-- TEXTO FORNECIDO --
O que são bebidas lácteas não fermentadas?
No Brasil, a Instrução Normativa nº 16, de 23 de agosto de 2005, que aprova o Regulamento Técnico de Identidade e Qualidade de Bebida Láctea, a define como o produto lácteo resultante da mistura do leite (in natura, pasteurizado, esterilizado, UHT, reconstituído, concentrado, em pó, integral, semidesnatado ou parcialmente desnatado e desnatado) e soro de leite (líquido, concentrado e em pó), adicionado ou não de produtos ou substâncias alimentícias. A base láctea deve representar pelo menos 51% do total de ingredientes do produto (BRASIL, 2005).
No caso das bebidas lácteas não fermentadas não deve haver adição de cultivos de microrganismos ou de produtos lácteos fermentados. No entanto, é opcional a adição de outros produtos ou substâncias alimentícias, como gordura vegetal, açúcares, aromatizantes e compostos lácteos. Além disso, é obrigatório que o produto seja submetido a tratamento térmico adequado (BRASIL, 2005).

-- Trechos do conjunto de dados de marcação de pontos --
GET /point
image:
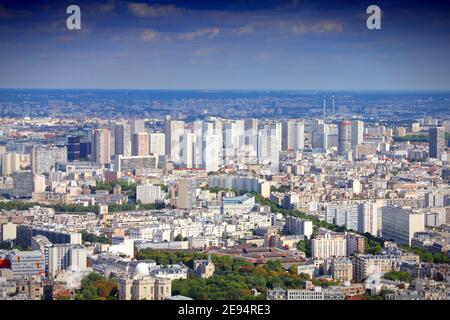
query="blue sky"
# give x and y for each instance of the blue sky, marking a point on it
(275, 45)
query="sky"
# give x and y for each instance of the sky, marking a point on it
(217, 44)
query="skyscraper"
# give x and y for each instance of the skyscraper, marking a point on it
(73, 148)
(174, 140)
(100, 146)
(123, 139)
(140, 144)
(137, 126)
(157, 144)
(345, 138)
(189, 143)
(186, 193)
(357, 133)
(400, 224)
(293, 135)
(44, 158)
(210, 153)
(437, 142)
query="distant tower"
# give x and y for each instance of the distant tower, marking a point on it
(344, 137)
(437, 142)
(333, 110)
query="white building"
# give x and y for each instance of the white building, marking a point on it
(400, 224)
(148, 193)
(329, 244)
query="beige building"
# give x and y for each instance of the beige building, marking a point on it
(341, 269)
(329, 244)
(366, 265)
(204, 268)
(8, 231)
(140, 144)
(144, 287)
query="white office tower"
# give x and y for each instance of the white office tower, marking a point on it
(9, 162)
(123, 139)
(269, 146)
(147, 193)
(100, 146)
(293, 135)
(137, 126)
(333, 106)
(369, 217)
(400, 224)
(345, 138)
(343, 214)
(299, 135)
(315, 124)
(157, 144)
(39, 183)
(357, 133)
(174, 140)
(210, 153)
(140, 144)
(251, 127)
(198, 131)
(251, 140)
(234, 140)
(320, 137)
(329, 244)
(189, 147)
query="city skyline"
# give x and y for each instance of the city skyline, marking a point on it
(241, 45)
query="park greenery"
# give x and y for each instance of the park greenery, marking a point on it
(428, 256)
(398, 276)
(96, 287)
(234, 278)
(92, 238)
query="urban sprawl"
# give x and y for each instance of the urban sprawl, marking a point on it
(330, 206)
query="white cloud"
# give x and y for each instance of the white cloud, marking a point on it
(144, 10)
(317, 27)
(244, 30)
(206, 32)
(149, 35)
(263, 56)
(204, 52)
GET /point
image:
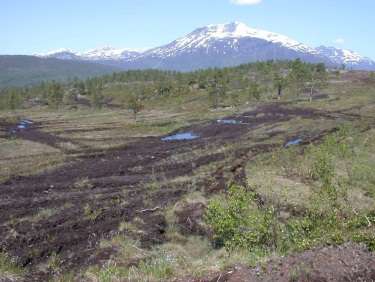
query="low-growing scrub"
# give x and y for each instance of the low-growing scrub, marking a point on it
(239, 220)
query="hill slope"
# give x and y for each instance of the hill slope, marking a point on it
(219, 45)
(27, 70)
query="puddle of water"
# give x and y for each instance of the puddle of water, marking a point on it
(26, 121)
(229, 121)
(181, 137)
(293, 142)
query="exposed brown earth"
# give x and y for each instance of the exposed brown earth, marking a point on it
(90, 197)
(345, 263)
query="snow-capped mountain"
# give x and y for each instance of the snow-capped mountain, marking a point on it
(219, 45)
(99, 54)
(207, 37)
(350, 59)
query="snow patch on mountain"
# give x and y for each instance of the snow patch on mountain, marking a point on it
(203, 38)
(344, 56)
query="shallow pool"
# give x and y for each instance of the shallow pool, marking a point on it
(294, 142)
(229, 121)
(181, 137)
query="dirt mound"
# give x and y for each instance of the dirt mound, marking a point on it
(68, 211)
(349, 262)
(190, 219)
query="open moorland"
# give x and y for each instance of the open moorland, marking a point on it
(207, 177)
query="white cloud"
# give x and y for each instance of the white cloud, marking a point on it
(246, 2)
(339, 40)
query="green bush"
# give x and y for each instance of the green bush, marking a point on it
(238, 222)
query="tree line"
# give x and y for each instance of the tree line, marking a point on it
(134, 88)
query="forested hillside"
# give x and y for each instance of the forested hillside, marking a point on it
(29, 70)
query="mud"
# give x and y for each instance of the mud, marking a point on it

* * *

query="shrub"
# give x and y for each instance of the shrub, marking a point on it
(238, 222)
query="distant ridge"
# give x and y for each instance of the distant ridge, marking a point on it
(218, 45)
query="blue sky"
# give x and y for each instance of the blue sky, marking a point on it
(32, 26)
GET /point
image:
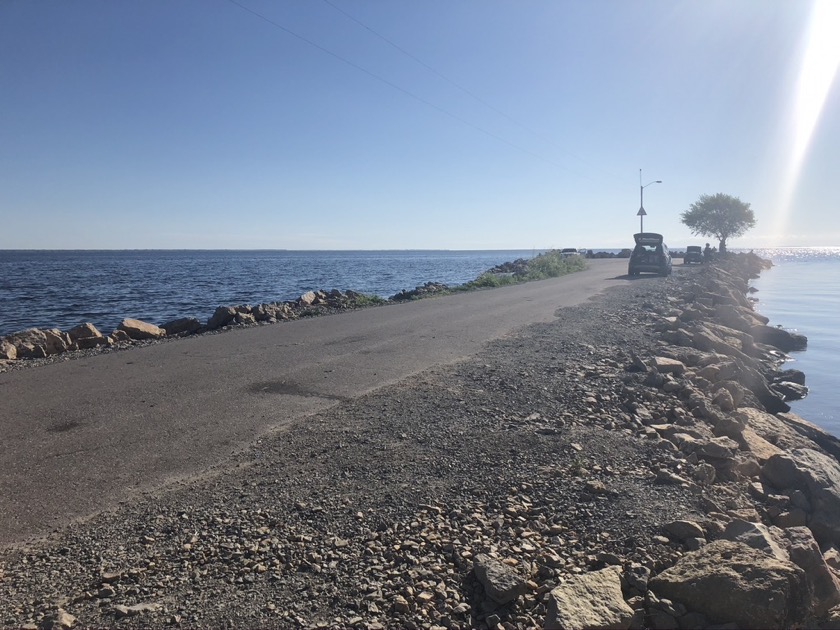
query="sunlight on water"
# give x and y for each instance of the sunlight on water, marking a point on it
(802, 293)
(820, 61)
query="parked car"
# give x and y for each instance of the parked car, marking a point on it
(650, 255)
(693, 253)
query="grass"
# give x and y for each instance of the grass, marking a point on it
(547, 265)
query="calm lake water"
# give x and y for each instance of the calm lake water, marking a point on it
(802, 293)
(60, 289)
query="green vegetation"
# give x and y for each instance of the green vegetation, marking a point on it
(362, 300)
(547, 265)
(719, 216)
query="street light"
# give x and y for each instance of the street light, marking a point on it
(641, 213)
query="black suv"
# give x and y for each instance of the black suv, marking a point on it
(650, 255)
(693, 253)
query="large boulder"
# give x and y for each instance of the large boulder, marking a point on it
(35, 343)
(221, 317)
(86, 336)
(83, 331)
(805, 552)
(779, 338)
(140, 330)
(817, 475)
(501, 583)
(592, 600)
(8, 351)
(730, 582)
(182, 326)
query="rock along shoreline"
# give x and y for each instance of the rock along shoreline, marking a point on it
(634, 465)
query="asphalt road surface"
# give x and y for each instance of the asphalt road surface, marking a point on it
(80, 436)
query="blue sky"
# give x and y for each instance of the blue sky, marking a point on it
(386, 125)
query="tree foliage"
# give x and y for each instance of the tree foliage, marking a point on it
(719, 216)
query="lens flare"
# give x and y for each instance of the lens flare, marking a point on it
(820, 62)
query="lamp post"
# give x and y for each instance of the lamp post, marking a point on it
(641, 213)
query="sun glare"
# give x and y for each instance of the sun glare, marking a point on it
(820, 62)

-- AÇÕES NECESSÁRIAS --
a) Atualize o trecho do texto sobre bebidas lácteas entre "No caso das" e "adequado (BRASIL, 2005).", inclusive, trocando "gordura vegetal" por "óleo vegetal".
b) Segundo o texto sobre bebidas lácteas, qual é a parte mínima do total de ingredientes que a base láctea deve representar?

-- RESPOSTAS DO EXERCÍCIO --
a)
No caso das bebidas lácteas não fermentadas não deve haver adição de cultivos de microrganismos ou de produtos lácteos fermentados. No entanto, é opcional a adição de outros produtos ou substâncias alimentícias, como óleo vegetal, açúcares, aromatizantes e compostos lácteos. Além disso, é obrigatório que o produto seja submetido a tratamento térmico adequado (BRASIL, 2005).

b) Pelo menos 51% do total de ingredientes.